----- INPUT MATERIAL

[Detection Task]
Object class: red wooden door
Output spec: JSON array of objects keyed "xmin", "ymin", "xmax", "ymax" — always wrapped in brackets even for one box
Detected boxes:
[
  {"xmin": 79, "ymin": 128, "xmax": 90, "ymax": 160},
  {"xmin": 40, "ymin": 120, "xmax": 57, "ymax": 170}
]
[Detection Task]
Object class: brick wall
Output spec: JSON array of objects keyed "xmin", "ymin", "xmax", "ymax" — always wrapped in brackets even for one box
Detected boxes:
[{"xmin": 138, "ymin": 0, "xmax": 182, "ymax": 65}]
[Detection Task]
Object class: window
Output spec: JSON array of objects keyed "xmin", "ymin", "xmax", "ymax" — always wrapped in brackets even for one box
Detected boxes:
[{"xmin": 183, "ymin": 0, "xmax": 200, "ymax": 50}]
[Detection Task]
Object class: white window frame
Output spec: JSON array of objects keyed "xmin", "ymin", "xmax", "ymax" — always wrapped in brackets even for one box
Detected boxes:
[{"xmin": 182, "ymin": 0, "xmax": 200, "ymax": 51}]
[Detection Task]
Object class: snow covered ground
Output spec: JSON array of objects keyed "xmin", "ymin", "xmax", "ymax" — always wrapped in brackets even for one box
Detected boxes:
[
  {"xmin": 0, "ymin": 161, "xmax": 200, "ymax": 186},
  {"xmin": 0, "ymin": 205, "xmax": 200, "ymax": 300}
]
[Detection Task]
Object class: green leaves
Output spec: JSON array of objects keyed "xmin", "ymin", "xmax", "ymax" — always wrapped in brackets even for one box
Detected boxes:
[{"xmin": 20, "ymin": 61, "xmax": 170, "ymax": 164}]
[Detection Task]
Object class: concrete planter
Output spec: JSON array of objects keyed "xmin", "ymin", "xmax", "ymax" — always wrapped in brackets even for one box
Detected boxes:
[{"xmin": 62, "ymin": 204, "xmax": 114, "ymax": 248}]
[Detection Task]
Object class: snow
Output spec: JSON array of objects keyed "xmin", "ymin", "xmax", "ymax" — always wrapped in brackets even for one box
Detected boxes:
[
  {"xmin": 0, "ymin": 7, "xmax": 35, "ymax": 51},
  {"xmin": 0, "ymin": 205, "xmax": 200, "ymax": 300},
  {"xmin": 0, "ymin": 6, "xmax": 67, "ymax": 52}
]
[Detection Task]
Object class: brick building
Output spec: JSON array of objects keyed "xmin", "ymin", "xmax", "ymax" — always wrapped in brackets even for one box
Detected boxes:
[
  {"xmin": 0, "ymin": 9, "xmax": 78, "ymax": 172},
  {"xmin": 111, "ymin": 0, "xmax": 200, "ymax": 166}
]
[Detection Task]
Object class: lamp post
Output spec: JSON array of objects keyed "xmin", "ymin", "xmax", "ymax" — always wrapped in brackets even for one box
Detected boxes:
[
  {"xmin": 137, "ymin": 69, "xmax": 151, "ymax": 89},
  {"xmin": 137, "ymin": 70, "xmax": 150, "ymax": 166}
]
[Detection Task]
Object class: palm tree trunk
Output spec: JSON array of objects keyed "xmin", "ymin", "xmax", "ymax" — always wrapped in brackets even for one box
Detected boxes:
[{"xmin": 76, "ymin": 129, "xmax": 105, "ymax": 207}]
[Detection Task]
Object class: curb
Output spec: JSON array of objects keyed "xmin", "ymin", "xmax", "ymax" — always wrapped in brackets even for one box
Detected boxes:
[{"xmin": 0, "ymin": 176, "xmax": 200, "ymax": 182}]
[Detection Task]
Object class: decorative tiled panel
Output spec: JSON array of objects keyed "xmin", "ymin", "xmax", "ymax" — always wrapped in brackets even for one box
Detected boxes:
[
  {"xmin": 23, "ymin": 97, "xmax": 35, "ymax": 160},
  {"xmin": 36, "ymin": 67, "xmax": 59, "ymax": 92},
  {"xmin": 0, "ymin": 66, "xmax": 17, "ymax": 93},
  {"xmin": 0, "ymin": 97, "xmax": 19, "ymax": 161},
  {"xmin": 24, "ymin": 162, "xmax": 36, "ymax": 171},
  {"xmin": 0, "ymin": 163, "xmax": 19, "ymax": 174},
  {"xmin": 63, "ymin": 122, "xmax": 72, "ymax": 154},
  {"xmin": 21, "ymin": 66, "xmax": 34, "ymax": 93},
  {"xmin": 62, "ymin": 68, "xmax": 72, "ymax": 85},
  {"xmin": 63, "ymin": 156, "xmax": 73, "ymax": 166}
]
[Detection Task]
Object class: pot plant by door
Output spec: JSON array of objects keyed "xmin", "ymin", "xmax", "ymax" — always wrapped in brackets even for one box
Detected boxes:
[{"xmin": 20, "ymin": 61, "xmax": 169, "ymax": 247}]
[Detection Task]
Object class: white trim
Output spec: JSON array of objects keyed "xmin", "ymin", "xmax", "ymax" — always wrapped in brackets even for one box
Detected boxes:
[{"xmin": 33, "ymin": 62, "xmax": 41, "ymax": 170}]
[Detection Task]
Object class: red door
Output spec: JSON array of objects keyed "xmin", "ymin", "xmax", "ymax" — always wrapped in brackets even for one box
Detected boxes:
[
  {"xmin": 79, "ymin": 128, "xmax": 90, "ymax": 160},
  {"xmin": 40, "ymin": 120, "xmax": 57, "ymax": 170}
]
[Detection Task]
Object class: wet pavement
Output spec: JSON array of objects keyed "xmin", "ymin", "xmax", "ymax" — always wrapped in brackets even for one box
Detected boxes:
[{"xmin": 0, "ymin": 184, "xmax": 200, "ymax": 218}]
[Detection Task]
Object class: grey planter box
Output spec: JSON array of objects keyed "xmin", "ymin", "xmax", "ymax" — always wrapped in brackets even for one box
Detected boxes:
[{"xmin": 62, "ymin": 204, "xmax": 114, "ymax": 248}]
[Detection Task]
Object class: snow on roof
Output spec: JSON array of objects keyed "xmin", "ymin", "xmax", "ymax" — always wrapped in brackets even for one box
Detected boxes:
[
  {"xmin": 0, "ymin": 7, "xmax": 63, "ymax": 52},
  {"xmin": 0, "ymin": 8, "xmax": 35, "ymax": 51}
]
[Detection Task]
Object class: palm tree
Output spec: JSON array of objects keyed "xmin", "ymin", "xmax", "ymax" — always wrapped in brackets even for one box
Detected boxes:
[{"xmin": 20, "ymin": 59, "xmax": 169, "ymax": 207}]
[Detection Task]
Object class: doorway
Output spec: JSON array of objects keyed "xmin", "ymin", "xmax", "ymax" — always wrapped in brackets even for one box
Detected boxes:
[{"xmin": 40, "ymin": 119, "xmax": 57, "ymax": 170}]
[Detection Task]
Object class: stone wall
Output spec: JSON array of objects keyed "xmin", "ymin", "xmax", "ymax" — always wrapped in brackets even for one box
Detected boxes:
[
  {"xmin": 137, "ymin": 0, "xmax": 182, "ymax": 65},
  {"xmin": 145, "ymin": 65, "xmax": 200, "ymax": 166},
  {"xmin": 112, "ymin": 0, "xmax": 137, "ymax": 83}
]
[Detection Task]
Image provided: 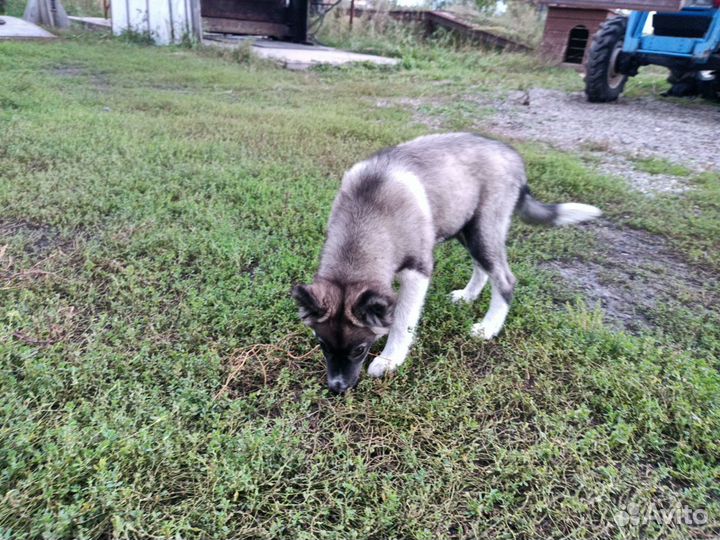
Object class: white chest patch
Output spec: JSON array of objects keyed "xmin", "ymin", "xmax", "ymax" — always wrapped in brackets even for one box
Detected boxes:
[{"xmin": 391, "ymin": 169, "xmax": 432, "ymax": 218}]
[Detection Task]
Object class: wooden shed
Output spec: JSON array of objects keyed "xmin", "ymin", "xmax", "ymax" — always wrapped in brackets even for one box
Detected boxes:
[
  {"xmin": 540, "ymin": 0, "xmax": 682, "ymax": 67},
  {"xmin": 111, "ymin": 0, "xmax": 308, "ymax": 45},
  {"xmin": 200, "ymin": 0, "xmax": 308, "ymax": 42}
]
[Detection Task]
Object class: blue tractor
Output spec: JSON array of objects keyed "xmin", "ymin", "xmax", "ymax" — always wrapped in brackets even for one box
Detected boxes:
[{"xmin": 585, "ymin": 0, "xmax": 720, "ymax": 102}]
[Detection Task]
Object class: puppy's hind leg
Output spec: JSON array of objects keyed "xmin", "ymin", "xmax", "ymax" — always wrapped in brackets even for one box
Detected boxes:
[
  {"xmin": 368, "ymin": 270, "xmax": 430, "ymax": 377},
  {"xmin": 470, "ymin": 263, "xmax": 515, "ymax": 339},
  {"xmin": 462, "ymin": 210, "xmax": 515, "ymax": 339},
  {"xmin": 450, "ymin": 259, "xmax": 488, "ymax": 304}
]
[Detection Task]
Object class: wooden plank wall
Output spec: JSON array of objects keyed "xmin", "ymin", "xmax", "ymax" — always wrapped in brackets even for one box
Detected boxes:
[{"xmin": 201, "ymin": 0, "xmax": 308, "ymax": 41}]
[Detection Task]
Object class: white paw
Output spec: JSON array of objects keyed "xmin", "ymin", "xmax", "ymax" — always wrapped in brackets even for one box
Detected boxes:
[
  {"xmin": 470, "ymin": 321, "xmax": 502, "ymax": 339},
  {"xmin": 450, "ymin": 289, "xmax": 472, "ymax": 304},
  {"xmin": 368, "ymin": 356, "xmax": 402, "ymax": 378}
]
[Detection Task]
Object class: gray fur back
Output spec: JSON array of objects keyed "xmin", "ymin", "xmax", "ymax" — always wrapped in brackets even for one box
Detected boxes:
[{"xmin": 318, "ymin": 133, "xmax": 526, "ymax": 282}]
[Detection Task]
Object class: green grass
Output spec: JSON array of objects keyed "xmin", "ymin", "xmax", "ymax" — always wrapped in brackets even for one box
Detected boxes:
[{"xmin": 0, "ymin": 36, "xmax": 720, "ymax": 539}]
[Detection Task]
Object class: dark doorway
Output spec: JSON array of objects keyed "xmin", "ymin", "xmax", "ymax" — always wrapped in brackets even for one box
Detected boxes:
[
  {"xmin": 200, "ymin": 0, "xmax": 308, "ymax": 42},
  {"xmin": 565, "ymin": 25, "xmax": 590, "ymax": 64}
]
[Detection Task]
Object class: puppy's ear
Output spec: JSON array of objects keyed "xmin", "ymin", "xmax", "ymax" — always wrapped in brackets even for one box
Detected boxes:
[
  {"xmin": 352, "ymin": 289, "xmax": 395, "ymax": 328},
  {"xmin": 290, "ymin": 285, "xmax": 327, "ymax": 325}
]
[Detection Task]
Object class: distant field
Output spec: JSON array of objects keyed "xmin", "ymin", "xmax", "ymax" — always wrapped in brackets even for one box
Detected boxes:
[{"xmin": 0, "ymin": 30, "xmax": 720, "ymax": 540}]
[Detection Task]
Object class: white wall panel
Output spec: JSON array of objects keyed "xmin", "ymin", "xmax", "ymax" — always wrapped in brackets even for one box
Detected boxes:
[{"xmin": 111, "ymin": 0, "xmax": 201, "ymax": 45}]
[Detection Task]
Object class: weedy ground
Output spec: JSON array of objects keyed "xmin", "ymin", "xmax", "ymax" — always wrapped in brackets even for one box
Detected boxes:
[{"xmin": 0, "ymin": 20, "xmax": 720, "ymax": 539}]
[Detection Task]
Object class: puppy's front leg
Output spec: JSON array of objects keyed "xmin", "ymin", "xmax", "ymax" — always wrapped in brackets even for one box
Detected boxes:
[{"xmin": 368, "ymin": 270, "xmax": 430, "ymax": 377}]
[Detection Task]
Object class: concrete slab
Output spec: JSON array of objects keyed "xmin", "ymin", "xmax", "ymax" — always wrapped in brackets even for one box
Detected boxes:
[
  {"xmin": 205, "ymin": 35, "xmax": 399, "ymax": 70},
  {"xmin": 0, "ymin": 15, "xmax": 55, "ymax": 40}
]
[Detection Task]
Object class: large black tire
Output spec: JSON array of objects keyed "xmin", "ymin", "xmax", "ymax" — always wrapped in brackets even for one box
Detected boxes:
[{"xmin": 585, "ymin": 17, "xmax": 628, "ymax": 103}]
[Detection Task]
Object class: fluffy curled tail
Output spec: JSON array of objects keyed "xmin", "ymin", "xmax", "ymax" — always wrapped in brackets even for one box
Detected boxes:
[{"xmin": 517, "ymin": 185, "xmax": 602, "ymax": 225}]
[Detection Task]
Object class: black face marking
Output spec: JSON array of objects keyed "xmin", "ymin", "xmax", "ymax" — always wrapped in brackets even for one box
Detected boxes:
[
  {"xmin": 396, "ymin": 255, "xmax": 430, "ymax": 276},
  {"xmin": 316, "ymin": 317, "xmax": 377, "ymax": 394}
]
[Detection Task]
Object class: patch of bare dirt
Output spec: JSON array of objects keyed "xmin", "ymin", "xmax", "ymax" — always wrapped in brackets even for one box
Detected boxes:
[
  {"xmin": 543, "ymin": 222, "xmax": 720, "ymax": 332},
  {"xmin": 0, "ymin": 219, "xmax": 67, "ymax": 256},
  {"xmin": 475, "ymin": 88, "xmax": 720, "ymax": 170}
]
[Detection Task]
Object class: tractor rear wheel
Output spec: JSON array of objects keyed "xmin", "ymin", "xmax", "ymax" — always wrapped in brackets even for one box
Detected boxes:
[{"xmin": 585, "ymin": 17, "xmax": 628, "ymax": 103}]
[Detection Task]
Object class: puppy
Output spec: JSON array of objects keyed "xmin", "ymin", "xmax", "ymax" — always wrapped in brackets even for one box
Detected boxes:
[{"xmin": 292, "ymin": 133, "xmax": 601, "ymax": 393}]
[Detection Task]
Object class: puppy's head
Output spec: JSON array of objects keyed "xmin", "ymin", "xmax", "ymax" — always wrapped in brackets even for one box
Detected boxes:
[{"xmin": 292, "ymin": 279, "xmax": 396, "ymax": 394}]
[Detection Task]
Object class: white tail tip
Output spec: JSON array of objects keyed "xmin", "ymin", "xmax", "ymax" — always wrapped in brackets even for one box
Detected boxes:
[{"xmin": 553, "ymin": 203, "xmax": 602, "ymax": 225}]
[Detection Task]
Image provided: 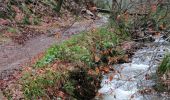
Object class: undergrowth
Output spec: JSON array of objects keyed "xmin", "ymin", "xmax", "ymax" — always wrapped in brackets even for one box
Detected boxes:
[{"xmin": 16, "ymin": 27, "xmax": 129, "ymax": 100}]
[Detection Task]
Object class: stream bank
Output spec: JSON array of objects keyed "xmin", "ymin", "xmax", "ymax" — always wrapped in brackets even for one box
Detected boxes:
[{"xmin": 98, "ymin": 36, "xmax": 170, "ymax": 100}]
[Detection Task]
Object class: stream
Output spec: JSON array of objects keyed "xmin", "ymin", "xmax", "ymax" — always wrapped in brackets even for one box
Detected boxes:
[{"xmin": 98, "ymin": 36, "xmax": 170, "ymax": 100}]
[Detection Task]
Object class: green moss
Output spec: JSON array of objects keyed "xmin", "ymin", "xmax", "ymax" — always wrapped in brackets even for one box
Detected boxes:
[{"xmin": 158, "ymin": 54, "xmax": 170, "ymax": 75}]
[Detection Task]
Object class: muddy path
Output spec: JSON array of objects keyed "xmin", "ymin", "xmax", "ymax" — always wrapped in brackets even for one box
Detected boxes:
[{"xmin": 0, "ymin": 18, "xmax": 106, "ymax": 73}]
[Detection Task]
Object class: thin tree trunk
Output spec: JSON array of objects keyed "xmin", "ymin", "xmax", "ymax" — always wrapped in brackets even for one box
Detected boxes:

----------

- STATED EXERCISE: Return each line from the records above that contains the string "palm".

- OUTPUT OF THE TASK:
Object class: palm tree trunk
Object class: palm tree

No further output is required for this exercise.